[Natural language region descriptions]
=-=-=

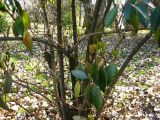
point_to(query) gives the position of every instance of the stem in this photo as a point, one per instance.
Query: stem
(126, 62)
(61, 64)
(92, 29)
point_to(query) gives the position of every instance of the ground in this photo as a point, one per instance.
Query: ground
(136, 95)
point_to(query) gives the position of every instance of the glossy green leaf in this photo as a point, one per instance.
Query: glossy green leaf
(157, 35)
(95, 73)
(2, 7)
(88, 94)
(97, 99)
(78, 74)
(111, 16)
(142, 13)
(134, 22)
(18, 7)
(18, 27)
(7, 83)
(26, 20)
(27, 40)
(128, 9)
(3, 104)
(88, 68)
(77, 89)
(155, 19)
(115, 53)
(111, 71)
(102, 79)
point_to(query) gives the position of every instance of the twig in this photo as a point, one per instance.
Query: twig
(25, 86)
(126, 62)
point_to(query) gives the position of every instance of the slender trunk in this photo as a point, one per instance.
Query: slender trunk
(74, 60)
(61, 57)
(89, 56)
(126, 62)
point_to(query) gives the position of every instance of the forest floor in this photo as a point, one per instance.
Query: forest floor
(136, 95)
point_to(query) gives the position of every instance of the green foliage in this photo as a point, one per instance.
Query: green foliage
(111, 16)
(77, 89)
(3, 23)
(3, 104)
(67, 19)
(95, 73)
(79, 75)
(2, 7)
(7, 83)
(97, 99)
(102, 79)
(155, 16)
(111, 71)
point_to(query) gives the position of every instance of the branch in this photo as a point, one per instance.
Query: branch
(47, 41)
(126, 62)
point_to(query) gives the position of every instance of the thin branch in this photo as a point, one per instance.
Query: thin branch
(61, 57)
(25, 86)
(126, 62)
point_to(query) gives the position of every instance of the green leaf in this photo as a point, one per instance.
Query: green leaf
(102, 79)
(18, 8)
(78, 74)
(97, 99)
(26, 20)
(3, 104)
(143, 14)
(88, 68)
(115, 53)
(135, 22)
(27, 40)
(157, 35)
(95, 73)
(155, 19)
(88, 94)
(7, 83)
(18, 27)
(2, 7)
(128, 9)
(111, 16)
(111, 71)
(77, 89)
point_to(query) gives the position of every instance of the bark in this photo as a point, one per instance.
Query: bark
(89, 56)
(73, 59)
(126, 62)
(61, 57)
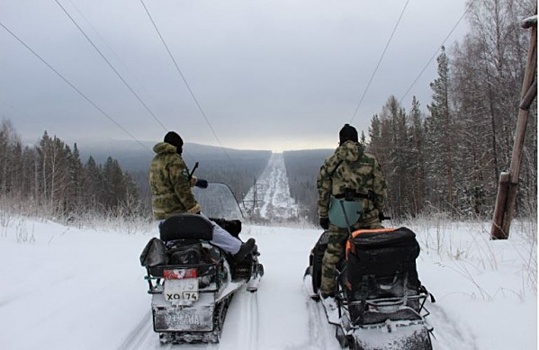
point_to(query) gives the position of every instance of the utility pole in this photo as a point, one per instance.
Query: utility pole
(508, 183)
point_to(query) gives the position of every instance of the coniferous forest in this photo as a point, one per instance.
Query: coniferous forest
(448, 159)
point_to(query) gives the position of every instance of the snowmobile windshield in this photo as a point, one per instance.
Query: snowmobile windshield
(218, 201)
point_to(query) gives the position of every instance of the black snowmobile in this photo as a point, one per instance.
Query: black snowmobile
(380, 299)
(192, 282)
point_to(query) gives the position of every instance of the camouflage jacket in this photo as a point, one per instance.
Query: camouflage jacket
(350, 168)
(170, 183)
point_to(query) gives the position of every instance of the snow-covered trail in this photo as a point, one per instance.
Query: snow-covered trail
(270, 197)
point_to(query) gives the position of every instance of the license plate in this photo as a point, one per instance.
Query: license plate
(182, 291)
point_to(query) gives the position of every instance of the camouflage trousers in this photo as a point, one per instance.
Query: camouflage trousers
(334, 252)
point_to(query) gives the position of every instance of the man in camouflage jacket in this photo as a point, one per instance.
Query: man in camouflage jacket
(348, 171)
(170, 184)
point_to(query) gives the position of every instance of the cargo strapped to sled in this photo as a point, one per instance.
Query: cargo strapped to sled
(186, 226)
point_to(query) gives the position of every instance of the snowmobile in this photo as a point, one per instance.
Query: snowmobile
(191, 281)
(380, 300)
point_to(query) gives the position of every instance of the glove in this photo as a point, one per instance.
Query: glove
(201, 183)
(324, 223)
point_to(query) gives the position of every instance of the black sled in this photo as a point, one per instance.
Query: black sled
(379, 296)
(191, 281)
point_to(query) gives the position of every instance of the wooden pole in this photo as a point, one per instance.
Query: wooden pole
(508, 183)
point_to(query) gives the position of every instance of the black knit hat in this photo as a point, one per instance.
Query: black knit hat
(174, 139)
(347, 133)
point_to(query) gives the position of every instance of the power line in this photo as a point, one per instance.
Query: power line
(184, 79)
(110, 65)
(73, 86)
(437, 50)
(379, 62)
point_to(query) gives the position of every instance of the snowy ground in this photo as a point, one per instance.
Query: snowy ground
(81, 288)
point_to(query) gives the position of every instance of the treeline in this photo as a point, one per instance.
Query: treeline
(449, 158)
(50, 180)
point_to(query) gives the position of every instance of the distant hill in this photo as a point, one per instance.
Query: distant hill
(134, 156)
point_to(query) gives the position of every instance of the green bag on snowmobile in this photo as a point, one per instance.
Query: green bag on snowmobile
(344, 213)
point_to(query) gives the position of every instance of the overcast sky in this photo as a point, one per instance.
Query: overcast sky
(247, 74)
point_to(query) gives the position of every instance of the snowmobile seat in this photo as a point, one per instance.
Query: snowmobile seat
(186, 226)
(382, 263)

=-=-=

Activity:
With the pictures set aside, copy each line above as written.

Response to the task:
point_to(query) gives the position of every instance of the stem in this photo as a point, one per instance.
Query: stem
(126, 62)
(61, 64)
(92, 29)
point_to(query) gives the position of every instance of the ground in this photo as a point, one per instance.
Query: ground
(136, 95)
point_to(query) gives the position of every instance of the glossy green leaf in this photo as a point, one per instance.
Query: glossy green leaf
(157, 35)
(95, 73)
(2, 7)
(88, 94)
(97, 99)
(78, 74)
(111, 16)
(142, 13)
(134, 22)
(18, 7)
(18, 27)
(7, 83)
(26, 20)
(27, 40)
(128, 9)
(3, 104)
(88, 68)
(77, 89)
(155, 19)
(115, 53)
(111, 71)
(102, 79)
point_to(query) gives the position of every instance of the twig in this photo as a point, one per instance.
Query: twig
(25, 86)
(126, 62)
point_to(query) gives the position of every instance of the slender trunk in this photo as a point, one per instance.
Query: slender trunk
(74, 60)
(61, 57)
(89, 56)
(126, 62)
point_to(query) gives the position of every instance of the forest floor in this photo as a point, one per instance.
Query: forest floor
(136, 95)
point_to(query) gives the position of every instance of the green foliage in this photo as a point, one per instance.
Query: green foliage
(111, 16)
(77, 89)
(3, 23)
(3, 104)
(67, 19)
(95, 73)
(79, 75)
(2, 7)
(7, 83)
(97, 99)
(102, 79)
(155, 16)
(111, 71)
point_to(query) gives the position of every instance of the branch in this photo as a point, one per instance.
Query: branch
(47, 41)
(126, 62)
point_to(query) gives the position of every instance of the thin branch in this photo as a point, one per instance.
Query: thin branch
(61, 57)
(25, 86)
(126, 62)
point_to(query) gives the position of every instance of the green leaf in this photo as a point, one per instance.
Query: green leaf
(102, 79)
(18, 8)
(78, 74)
(97, 99)
(26, 20)
(3, 104)
(143, 14)
(88, 68)
(115, 53)
(135, 22)
(27, 40)
(157, 35)
(95, 73)
(155, 19)
(88, 94)
(7, 83)
(18, 27)
(2, 7)
(128, 9)
(111, 16)
(111, 71)
(77, 89)
point_to(query) gives the position of every instance of the bark in this photo as a point, one per instance.
Query: bark
(89, 56)
(73, 59)
(126, 62)
(61, 57)
point_to(query) gives the position of every instance of the utility pole in this photo as a point, one per instance.
Query: utility pole
(508, 183)
point_to(query) gives the position of every instance of the coniferous forest in this photo as a point, one per instance.
Query: coniferous forest
(448, 159)
point_to(query) gives the position of every instance of the snowmobile windshield in this photo as a point, one per instance.
Query: snowmobile windshield
(218, 201)
point_to(query) gives the position of every instance of the black snowmobile in this photo as a point, one per instance.
Query: black snowmobile
(380, 299)
(192, 282)
point_to(query) gives the position of every instance of the camouflage jacket in this photo as a point, one per instance.
Query: camouflage jacket
(350, 168)
(170, 183)
point_to(query) gives the position of every instance of the snow-covered trail in this photo as a point, one per instance.
Query: snow-covered trail
(270, 197)
point_to(query) gives the position of every instance of the license plate in this photo as a point, one per instance.
Query: license plate
(182, 291)
point_to(query) gives the position of every instance of the camouflage trousers in this photo as a point, one per instance.
Query: camouflage trousers
(334, 252)
point_to(query) gives the position of every instance of the man in camouflage jacket in this photo as a point, one per instance.
Query: man in camouflage jacket
(348, 171)
(170, 184)
point_to(query) gives the position of every instance of the cargo strapped to sled in this photo as a point, one per instance.
Query: cargo strapped to sled
(186, 226)
point_to(query) gives the position of every instance of the snowmobile in this photo as a point, one per instance.
Query: snowmobile
(191, 281)
(380, 300)
point_to(query) gives the position of every instance of the glove in this photo as a point, one per instance.
Query: glove
(201, 183)
(324, 223)
point_to(query) gives the position of every instance of the black sled in this photo as a point, one per instance.
Query: black sled
(379, 296)
(191, 281)
point_to(query) gives the position of every instance of the wooden pole in this photo as a point, one per instance.
Query: wooden pole
(508, 183)
point_to(query) gives the position of every instance of the black knit hat in this photo as a point, one per instance.
Query: black knit hat
(174, 139)
(347, 133)
point_to(query) gives the position of every instance of the power line in this photo as a point, one per instance.
Query: power line
(184, 79)
(110, 65)
(73, 86)
(437, 50)
(379, 62)
point_to(query) gives the position of every instance of the snowy ground in this photo as a point, one per instance.
Query: snowy ground
(81, 288)
point_to(query) gives the position of every instance of the treeline in this photo as a point, one per instance.
Query: treeline
(449, 158)
(50, 180)
point_to(query) gives the position of every instance of the distant hill in this photo as a point, one per instance.
Query: distant hill
(134, 156)
point_to(query) gives the position of every instance of the green bag on snowmobile in this photo as a point, one per instance.
Query: green bag on snowmobile
(344, 213)
point_to(query) gives the position of every instance of the overcast sky in this photo as a point, one per instance.
Query: overcast sky
(247, 74)
point_to(query) gives the position of every instance of the snowmobile seat in this photo as a point, one per instance.
Query: snowmobile seat
(186, 226)
(382, 263)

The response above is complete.